Write out every record below exactly as it appears.

START ENTRIES PROVIDED

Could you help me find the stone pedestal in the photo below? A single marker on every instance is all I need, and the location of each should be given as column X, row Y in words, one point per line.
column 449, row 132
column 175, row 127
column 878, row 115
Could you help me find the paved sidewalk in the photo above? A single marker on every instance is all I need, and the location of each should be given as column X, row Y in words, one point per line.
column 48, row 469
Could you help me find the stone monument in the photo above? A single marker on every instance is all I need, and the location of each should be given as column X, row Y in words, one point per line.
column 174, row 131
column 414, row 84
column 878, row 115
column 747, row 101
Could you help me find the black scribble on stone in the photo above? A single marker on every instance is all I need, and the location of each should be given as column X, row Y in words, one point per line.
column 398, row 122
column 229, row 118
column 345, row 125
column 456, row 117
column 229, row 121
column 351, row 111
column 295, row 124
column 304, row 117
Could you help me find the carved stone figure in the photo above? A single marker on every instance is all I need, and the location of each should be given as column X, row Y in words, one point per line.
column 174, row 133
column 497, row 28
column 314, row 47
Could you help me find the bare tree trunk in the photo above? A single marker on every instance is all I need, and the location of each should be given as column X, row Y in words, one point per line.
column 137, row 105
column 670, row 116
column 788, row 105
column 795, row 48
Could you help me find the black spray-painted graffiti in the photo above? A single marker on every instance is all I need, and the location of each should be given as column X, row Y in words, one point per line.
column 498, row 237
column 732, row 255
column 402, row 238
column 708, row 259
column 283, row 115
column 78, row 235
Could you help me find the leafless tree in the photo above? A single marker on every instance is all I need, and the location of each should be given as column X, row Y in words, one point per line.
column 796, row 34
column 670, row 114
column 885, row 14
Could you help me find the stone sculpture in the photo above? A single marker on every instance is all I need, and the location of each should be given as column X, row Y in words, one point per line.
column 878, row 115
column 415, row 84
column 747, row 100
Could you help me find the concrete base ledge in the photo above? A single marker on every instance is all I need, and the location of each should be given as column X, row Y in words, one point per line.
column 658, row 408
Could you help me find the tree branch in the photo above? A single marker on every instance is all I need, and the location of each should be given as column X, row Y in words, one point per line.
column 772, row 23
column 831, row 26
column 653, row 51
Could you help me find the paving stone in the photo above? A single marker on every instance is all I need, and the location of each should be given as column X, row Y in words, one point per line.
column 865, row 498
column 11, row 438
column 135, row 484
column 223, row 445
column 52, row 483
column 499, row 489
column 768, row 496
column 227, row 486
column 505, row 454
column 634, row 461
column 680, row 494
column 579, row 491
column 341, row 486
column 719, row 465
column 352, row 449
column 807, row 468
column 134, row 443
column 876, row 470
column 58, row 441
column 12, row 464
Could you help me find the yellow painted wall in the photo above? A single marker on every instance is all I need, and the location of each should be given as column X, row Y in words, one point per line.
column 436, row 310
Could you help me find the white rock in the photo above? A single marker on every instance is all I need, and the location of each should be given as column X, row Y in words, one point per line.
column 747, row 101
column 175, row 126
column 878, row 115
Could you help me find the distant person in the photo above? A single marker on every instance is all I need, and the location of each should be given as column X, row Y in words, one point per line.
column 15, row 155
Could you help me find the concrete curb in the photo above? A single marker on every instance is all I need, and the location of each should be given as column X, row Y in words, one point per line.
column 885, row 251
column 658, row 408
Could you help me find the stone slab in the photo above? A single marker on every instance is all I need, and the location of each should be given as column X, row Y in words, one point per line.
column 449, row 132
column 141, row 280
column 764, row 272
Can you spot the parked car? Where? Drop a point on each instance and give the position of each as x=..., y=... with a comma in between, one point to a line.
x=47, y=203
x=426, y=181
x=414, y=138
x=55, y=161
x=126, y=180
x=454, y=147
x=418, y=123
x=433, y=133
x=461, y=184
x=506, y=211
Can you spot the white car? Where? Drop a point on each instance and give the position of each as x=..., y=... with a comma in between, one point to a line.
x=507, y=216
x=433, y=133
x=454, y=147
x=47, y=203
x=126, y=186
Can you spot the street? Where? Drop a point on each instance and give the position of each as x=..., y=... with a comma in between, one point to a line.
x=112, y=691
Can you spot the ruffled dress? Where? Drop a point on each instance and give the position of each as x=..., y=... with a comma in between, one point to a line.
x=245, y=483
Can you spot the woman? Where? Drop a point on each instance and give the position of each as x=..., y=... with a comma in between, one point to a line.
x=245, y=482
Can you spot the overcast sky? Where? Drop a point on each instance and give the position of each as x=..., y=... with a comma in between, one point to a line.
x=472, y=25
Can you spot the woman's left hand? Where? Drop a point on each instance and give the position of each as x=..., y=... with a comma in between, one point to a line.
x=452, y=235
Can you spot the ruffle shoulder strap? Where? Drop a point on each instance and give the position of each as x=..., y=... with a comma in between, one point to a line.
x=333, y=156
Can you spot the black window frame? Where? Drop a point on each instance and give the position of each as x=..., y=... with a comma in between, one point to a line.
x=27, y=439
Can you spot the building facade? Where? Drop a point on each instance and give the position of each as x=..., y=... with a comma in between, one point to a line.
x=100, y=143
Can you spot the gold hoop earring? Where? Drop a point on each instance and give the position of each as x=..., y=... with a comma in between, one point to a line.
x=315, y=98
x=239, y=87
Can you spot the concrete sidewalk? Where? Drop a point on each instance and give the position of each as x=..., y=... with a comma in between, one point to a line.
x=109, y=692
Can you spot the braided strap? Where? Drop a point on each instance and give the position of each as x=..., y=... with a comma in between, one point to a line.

END ENTRIES PROVIDED

● WRITTEN SOLUTION
Could you help me find the stone pedestal in the photo below? A single marker on every instance is all I need, and the location of each should be given as column X, row Y in words, one point per line.
column 449, row 132
column 175, row 127
column 878, row 115
Could you help me find the paved sidewalk in the photo above? A single marker on every instance is all I need, and the location of each should be given as column X, row Y in words, one point per line.
column 48, row 469
Could you help me find the stone monument in the photo above? A single marker on every instance is all I need, and the location of each should be given as column X, row Y in words, one point per line.
column 174, row 131
column 414, row 84
column 878, row 115
column 747, row 101
Could you help me find the black scribble on stone in the photo above? A single marker on every instance is all I need, and the location of each should be given as column X, row Y in words, one point per line.
column 398, row 122
column 229, row 118
column 345, row 125
column 456, row 117
column 229, row 121
column 351, row 111
column 295, row 124
column 304, row 117
Could you help me find the carved stone figure in the photo above? A single marker on every instance is all I need, and the location of each should be given as column X, row Y in words, one point per line.
column 174, row 133
column 497, row 28
column 314, row 47
Could you help me find the bare tree trunk in the photo above? A single marker on every instance is all I need, and the location of each should be given as column X, row Y in words, one point per line.
column 137, row 105
column 670, row 116
column 788, row 105
column 795, row 48
Could you help me find the black spray-painted graffiti in the photo above? A single marker on every instance is all I need, and the location of each should be given as column X, row Y in words, one point per line.
column 498, row 237
column 732, row 255
column 402, row 238
column 708, row 259
column 283, row 115
column 78, row 235
Could you help me find the leafless tree in the photo above? A single marker on every instance is all I need, and the location of each should be given as column X, row Y in words, one point per line.
column 796, row 34
column 670, row 114
column 885, row 14
Could you help me find the stone sculpture in the photo above? A single marker on every instance is all I need, and the location of each should be given as column X, row Y in words, one point per line.
column 878, row 115
column 415, row 84
column 747, row 100
Could you help me find the concrete base ledge in the photo above? A single marker on every instance is all I need, and the location of each should be given as column X, row Y in words, one point per line.
column 658, row 408
Could you help me find the tree branch in the photo above? A single marker on every instance is all I need, and the location of each should be given as column X, row Y in words, one point per line.
column 772, row 23
column 831, row 26
column 653, row 51
Could you help me find the paving stone in the photo above? A single marker on every instance is all I need, and the location of each should be given as column X, row Y in words, one point per line.
column 865, row 498
column 11, row 438
column 135, row 484
column 223, row 445
column 52, row 483
column 499, row 489
column 768, row 496
column 227, row 486
column 505, row 454
column 634, row 461
column 680, row 494
column 579, row 491
column 341, row 486
column 719, row 465
column 352, row 449
column 807, row 468
column 134, row 443
column 876, row 470
column 58, row 441
column 12, row 464
Could you help me find the yellow painted wall in the photo above? A single marker on every instance is all I need, and the location of each should be given as column X, row Y in words, one point per line.
column 436, row 310
Could you help me find the white rock in the photo above? A single marker on every instance is all I need, and the location of each should be given as column X, row Y in words, one point per line.
column 747, row 101
column 175, row 126
column 878, row 115
Could you help me find the distant person in the photo above? A single marker on every instance is all I need, and the location of each should be given as column X, row Y in words, one point per line.
column 15, row 155
Could you help me find the concrete curb in the photo above? A single marker on every instance is all I need, and the location of each should be given as column X, row Y in words, one point per line.
column 885, row 251
column 658, row 408
Could you help me find the stone slab in the photo above? A single marker on every instance is all I need, and the location of each should be given as column X, row Y in words, one point per line.
column 449, row 132
column 141, row 280
column 764, row 272
Can you spot the parked car? Where? Drop a point on each instance and give the position of each as x=..., y=... with a comma in between, one point to a line.
x=47, y=203
x=426, y=181
x=414, y=138
x=55, y=161
x=126, y=180
x=454, y=147
x=418, y=123
x=433, y=133
x=461, y=184
x=506, y=211
Can you spot the white car? Where? Drop a point on each instance and give the position of each as x=..., y=... with a comma in between, one point to a line.
x=507, y=216
x=433, y=133
x=454, y=147
x=47, y=203
x=126, y=186
Can you spot the street? Where? Drop a point on each instance and give the position of each as x=..., y=... with a comma in between, one point to a line.
x=112, y=691
Can you spot the ruffled dress? Where? Drop a point on each instance and give the position of each as x=..., y=... with a comma in between, one point to a line.
x=245, y=483
Can you spot the woman? Where? Drop a point on each instance and give the position of each as x=..., y=... with a comma in between, one point to a line.
x=245, y=482
Can you spot the overcast sky? Where? Drop a point on each instance and give the position of each as x=..., y=... with a comma in between, one point to a line.
x=472, y=25
Can you spot the woman's left hand? Where? Drop a point on each instance and give the position of each as x=..., y=... with a comma in between, one point to a line.
x=452, y=235
Can you spot the ruffle shoulder strap? Where? Drop a point on each instance and give the position of each as x=..., y=... with a comma in between, one point to a line.
x=333, y=156
Can you spot the black window frame? Where? Drop a point on each instance and give the position of each as x=..., y=... with a comma in between, one point to a line.
x=27, y=439
Can you spot the building facade? Where? Drop a point on each instance and give the position of each as x=..., y=... with a comma in between, one point to a line.
x=100, y=143
Can you spot the gold hoop earring? Where? Drop a point on each instance and give the position of each as x=..., y=... with a comma in between, one point to a line.
x=315, y=98
x=239, y=87
Can you spot the concrete sidewalk? Where? Drop a point on each instance and give the position of each as x=..., y=... with a comma in between, one point to a line.
x=109, y=692
Can you spot the braided strap? Where? Drop a point on each instance and give the position of each as x=..., y=... with a comma in between, one point to a line.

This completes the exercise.